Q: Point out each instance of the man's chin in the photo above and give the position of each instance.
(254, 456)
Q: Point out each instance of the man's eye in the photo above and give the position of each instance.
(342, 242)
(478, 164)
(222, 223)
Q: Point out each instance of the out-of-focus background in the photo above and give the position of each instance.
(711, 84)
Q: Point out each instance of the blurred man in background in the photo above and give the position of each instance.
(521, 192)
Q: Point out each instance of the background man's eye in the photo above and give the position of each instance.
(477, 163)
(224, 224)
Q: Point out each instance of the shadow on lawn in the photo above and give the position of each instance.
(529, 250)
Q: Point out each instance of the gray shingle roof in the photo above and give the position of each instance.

* WORK TO DO *
Put the data above into a JSON list of strings, with one string for each line and blank lines omitted.

* FULL OUTPUT *
[
  "Q: Point out each instance of the man's chin in the photo above and give the position of each instance.",
  "(254, 456)",
  "Q: Point out each instance of the man's eye in the photo above and give the position of each instance.",
  "(342, 242)",
  "(478, 164)",
  "(222, 223)",
  "Q: Point out each instance of the out-of-focus background in the photo above and give the position of each instance.",
  "(711, 84)",
  "Q: Point out each instance of the blurred man in background in the photo above and give the position of each instance.",
  "(521, 192)",
  "Q: Point out each instance of the background man's eye in the photo above and give the position of each instance.",
  "(477, 163)",
  "(224, 224)",
  "Q: Point out each instance of the shadow on lawn in the photo above and give the position of each instance.",
  "(529, 250)",
  "Q: Point out each instance of the gray shingle roof in the photo above and give the position of each instance."
]